Pointing dataset excerpts:
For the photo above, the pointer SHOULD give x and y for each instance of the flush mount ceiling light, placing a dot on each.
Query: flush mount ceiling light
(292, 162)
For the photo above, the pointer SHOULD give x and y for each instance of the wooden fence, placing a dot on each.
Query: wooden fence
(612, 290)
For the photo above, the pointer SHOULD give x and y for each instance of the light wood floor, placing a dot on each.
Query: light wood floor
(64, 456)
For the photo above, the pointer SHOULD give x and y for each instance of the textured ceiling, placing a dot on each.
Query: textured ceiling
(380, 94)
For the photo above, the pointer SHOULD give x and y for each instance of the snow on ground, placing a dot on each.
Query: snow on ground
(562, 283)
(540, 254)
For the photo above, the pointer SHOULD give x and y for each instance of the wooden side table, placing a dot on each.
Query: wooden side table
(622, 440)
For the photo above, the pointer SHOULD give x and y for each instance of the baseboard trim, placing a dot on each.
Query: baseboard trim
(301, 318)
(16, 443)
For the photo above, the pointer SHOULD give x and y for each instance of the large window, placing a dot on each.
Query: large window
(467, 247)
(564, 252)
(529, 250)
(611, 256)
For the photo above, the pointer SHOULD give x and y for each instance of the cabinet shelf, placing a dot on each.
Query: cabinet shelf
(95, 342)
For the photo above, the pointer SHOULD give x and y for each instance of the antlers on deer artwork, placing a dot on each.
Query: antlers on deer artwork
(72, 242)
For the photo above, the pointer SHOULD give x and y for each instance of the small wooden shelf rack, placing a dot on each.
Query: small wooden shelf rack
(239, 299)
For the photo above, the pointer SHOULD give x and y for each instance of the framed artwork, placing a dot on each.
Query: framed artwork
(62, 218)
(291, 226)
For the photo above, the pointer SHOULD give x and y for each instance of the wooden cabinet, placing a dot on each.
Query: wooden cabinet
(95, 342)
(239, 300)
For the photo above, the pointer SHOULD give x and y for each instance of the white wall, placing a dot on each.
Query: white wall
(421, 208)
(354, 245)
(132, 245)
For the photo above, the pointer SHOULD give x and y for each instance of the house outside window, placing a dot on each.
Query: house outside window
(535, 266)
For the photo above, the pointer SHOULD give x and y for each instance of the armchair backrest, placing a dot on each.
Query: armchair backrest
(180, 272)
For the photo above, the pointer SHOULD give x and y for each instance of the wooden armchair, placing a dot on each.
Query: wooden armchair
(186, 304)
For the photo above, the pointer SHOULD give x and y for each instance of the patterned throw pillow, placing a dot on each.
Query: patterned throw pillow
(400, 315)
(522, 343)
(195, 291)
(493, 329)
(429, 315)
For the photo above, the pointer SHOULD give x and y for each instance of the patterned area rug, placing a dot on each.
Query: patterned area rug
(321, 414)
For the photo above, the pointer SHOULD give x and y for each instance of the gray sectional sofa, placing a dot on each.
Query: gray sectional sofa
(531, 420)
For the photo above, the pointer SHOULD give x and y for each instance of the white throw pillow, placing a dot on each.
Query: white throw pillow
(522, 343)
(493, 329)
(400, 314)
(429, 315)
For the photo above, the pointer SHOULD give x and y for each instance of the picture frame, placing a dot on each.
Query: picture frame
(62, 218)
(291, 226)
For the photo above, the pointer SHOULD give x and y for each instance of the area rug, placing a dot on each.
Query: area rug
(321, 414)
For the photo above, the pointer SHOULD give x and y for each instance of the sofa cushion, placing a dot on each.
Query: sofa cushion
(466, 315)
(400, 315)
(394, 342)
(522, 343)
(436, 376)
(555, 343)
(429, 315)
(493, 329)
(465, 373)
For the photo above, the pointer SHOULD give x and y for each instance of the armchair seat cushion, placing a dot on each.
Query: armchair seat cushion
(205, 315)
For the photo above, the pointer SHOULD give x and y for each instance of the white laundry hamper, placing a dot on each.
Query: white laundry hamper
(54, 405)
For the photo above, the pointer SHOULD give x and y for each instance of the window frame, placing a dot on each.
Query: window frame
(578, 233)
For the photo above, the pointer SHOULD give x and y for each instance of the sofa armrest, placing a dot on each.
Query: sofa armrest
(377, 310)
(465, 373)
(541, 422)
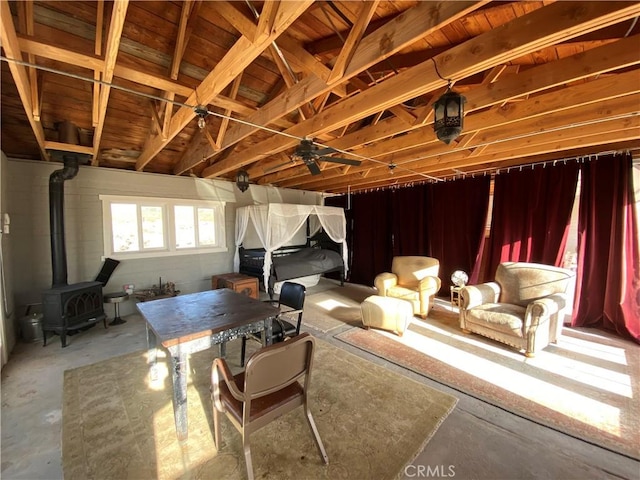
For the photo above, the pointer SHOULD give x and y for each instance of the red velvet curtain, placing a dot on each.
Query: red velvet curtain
(409, 209)
(371, 242)
(531, 215)
(608, 277)
(456, 222)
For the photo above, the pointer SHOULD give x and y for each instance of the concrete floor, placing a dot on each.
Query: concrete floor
(476, 441)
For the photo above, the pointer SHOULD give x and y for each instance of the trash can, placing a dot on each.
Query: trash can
(31, 324)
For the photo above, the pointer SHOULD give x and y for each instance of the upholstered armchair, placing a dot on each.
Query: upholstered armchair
(411, 278)
(524, 307)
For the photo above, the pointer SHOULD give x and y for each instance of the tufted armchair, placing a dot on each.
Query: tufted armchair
(524, 307)
(411, 278)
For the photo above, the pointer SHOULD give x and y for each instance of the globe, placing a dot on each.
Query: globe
(459, 278)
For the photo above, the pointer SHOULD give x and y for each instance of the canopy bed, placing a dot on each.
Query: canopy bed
(276, 225)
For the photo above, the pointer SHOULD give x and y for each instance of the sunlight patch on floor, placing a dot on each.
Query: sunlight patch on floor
(331, 304)
(599, 377)
(579, 371)
(158, 373)
(580, 407)
(592, 349)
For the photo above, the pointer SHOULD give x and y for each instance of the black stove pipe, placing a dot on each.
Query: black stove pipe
(56, 218)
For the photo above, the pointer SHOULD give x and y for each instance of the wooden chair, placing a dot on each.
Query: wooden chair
(290, 302)
(268, 388)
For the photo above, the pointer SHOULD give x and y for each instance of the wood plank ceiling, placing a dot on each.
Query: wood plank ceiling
(542, 80)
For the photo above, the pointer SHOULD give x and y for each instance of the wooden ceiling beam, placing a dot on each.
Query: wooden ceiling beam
(543, 27)
(95, 107)
(19, 72)
(25, 20)
(186, 161)
(38, 47)
(178, 50)
(353, 40)
(611, 131)
(118, 15)
(604, 139)
(408, 27)
(239, 56)
(597, 107)
(615, 55)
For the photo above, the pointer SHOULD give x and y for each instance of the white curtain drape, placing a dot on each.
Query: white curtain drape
(277, 223)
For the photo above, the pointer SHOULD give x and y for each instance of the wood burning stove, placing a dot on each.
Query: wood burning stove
(70, 308)
(67, 308)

* TASK GOAL *
Rewrite everything from the line containing "wooden chair, placing a dot on each." down to the end of the records, swapping each "pointer" for "annotator" and leaving all else unchanged.

* FINISHED ANSWER *
For the photo above, the annotator SHOULD give x and y for each instance of the wooden chair, placing a dot on each.
Query: wooden chair
(290, 302)
(268, 388)
For the photo above, the annotator SHOULD give x and y for each instance of the wood plank ceiling, placing a dot on each.
Query: wood plank ceiling
(542, 80)
For the photo above, the annotator SHOULD give x and y for each instance of the wooden ceiling beam, placing a dot on each.
Query: wooden ceiling beam
(543, 27)
(95, 107)
(19, 72)
(25, 20)
(186, 161)
(38, 47)
(178, 50)
(353, 40)
(611, 131)
(118, 15)
(604, 139)
(408, 27)
(239, 56)
(597, 107)
(615, 55)
For the photo above, the annotator SHOULD give x and y for each instance of the white curtain drape, placing a dot on each.
Query: white curtain drape
(277, 223)
For the photo above, the annotator SHOULD give x and y for each instance of the wood burning stove, placing a dot on each.
Query: wood burning stove
(70, 308)
(67, 308)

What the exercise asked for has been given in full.